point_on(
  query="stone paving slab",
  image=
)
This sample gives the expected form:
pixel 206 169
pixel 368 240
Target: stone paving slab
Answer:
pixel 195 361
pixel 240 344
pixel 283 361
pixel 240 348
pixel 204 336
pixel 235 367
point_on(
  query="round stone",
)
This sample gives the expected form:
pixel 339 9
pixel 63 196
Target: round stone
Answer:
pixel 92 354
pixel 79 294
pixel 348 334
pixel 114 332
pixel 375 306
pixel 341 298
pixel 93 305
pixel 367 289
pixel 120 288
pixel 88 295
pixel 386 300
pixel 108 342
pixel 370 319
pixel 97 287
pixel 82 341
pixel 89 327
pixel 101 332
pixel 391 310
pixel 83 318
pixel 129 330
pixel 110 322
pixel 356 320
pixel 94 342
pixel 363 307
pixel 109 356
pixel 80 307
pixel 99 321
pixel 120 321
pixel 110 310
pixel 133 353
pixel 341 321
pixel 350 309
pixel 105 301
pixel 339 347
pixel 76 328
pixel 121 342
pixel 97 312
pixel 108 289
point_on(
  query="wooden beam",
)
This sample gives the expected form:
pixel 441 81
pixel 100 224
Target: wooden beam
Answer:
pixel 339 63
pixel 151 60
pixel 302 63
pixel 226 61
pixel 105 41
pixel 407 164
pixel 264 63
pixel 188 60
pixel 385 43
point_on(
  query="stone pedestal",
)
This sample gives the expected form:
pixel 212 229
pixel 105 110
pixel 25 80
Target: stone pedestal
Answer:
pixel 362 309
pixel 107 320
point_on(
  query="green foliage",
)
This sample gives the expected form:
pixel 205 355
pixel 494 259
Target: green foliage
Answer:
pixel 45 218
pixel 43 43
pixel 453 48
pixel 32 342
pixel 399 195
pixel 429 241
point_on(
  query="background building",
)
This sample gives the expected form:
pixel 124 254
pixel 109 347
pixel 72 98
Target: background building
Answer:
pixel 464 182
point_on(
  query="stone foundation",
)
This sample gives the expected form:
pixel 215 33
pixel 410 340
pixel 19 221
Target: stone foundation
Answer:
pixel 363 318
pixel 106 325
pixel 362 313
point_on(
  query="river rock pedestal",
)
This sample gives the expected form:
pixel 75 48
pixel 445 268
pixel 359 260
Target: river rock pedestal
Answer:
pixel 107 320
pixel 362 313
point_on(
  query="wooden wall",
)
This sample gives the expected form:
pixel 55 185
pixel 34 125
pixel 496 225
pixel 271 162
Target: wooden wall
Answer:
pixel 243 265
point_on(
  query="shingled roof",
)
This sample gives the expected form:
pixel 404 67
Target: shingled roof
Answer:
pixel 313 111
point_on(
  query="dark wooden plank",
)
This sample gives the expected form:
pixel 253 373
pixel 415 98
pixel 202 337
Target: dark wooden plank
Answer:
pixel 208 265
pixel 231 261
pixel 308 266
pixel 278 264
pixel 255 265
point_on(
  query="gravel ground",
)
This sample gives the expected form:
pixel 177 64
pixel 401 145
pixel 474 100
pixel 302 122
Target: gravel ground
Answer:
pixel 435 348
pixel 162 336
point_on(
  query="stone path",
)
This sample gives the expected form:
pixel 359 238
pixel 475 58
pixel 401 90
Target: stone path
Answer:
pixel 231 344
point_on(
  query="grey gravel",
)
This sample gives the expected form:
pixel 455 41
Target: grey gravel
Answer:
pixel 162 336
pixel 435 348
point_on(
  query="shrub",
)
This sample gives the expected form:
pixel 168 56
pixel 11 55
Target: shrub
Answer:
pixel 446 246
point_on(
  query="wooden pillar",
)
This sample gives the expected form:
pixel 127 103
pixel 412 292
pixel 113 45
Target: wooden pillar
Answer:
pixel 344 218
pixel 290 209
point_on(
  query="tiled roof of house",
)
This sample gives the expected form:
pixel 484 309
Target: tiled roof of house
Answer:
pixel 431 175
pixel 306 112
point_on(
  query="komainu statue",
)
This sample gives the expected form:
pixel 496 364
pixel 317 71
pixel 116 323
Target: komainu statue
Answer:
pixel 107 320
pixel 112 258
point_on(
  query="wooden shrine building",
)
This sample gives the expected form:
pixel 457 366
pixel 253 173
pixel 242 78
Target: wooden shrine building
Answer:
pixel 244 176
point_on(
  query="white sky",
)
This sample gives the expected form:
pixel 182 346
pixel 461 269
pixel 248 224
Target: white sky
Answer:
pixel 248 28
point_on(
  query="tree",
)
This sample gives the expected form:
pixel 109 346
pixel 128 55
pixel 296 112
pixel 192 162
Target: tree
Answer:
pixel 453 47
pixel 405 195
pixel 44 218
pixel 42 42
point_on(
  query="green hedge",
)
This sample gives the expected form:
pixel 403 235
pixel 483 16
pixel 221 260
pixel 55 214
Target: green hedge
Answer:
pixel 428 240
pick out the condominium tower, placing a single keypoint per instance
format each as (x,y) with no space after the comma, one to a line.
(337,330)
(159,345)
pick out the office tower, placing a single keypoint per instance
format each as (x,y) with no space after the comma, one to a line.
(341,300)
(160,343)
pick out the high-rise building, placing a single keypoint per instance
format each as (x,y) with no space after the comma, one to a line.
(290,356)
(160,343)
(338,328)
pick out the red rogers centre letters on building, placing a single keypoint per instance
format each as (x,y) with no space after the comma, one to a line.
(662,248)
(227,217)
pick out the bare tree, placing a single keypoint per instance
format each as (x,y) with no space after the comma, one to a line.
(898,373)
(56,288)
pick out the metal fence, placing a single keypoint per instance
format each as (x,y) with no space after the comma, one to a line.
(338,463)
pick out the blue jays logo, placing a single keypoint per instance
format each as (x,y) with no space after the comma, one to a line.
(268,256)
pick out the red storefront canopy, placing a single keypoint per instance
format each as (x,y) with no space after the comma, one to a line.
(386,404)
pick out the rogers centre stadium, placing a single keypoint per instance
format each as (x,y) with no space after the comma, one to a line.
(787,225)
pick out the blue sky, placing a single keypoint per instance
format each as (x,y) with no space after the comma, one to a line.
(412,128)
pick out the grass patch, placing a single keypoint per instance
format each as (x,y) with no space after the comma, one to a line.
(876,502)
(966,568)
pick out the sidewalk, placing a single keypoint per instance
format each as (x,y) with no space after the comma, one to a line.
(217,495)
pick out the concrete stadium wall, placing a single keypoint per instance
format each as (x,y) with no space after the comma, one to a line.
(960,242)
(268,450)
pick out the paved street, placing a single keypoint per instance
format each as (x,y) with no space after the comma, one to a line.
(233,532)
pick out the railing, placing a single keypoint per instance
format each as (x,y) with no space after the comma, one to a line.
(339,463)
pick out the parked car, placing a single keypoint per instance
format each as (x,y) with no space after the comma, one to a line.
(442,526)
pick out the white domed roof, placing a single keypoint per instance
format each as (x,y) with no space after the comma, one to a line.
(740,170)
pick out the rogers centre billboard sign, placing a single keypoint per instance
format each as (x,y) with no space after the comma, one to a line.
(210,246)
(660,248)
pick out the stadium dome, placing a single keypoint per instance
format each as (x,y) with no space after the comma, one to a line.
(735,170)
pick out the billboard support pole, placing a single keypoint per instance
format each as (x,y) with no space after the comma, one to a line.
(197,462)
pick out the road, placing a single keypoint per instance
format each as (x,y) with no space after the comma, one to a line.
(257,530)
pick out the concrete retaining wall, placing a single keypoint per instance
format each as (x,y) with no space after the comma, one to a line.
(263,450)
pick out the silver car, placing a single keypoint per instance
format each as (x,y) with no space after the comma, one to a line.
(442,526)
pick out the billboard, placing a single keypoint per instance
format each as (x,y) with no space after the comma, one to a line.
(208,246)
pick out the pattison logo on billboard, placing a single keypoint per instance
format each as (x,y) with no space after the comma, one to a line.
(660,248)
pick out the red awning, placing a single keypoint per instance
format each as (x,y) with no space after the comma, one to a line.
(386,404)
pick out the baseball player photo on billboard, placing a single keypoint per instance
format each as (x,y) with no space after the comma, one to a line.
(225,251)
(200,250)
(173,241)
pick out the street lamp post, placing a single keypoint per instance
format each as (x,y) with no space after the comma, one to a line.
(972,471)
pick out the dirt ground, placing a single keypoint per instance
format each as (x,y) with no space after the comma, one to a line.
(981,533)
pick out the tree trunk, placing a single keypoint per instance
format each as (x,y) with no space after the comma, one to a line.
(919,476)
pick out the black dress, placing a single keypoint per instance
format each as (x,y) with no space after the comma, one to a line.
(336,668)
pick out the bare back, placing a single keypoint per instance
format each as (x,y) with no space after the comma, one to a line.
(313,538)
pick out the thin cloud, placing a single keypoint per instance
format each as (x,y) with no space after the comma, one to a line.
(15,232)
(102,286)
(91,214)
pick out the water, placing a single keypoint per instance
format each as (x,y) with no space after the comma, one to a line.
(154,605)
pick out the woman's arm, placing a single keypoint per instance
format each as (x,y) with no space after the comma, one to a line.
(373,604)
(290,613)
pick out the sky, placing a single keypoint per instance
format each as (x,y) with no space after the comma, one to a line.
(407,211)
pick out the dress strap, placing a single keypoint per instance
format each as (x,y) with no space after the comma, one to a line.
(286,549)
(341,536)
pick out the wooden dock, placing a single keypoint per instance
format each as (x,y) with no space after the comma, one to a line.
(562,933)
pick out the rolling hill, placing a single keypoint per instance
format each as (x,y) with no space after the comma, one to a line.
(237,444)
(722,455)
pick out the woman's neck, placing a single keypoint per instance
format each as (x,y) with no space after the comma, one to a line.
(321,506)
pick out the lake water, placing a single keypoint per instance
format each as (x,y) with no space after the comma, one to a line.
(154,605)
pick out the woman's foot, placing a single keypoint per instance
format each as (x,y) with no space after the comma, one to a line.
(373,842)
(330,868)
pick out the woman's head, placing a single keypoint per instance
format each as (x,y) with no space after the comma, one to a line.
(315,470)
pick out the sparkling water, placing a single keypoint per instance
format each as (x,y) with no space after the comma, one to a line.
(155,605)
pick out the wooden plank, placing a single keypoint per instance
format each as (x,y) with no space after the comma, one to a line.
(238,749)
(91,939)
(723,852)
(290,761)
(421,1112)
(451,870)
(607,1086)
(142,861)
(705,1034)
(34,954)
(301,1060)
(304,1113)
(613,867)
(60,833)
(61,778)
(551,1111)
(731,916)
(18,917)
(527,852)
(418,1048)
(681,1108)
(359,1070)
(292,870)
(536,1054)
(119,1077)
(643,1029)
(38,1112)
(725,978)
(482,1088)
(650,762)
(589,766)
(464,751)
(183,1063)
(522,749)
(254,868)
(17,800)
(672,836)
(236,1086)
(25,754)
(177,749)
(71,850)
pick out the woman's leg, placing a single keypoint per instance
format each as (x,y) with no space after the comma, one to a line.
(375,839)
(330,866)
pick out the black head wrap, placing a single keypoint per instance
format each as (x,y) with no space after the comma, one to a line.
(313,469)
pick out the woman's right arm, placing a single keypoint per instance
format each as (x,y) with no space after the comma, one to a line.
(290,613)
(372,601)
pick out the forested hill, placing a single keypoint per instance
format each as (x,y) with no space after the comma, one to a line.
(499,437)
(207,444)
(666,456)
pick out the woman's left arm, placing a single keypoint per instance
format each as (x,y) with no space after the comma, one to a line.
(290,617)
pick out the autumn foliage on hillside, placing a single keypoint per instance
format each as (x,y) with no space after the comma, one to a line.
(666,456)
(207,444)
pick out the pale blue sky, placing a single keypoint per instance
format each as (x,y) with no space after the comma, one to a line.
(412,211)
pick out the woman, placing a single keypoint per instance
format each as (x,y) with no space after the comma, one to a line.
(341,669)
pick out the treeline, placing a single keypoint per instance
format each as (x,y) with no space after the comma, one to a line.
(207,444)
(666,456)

__SHORT TASK__
Give the rows as a JSON list of strings, one string per line and blank lines omitted, starting with the first line of the rows and going on through the line with "pixel 235 367".

__FINAL ANSWER__
[
  "point_on(",
  "  query=\"stone paving slab\",",
  "  image=",
  ")",
  "This sample gives the expected form:",
  "pixel 206 169",
  "pixel 368 240",
  "Target: stone paving slab",
  "Answer:",
  "pixel 195 361",
  "pixel 240 344",
  "pixel 283 361",
  "pixel 240 348",
  "pixel 204 336",
  "pixel 235 367"
]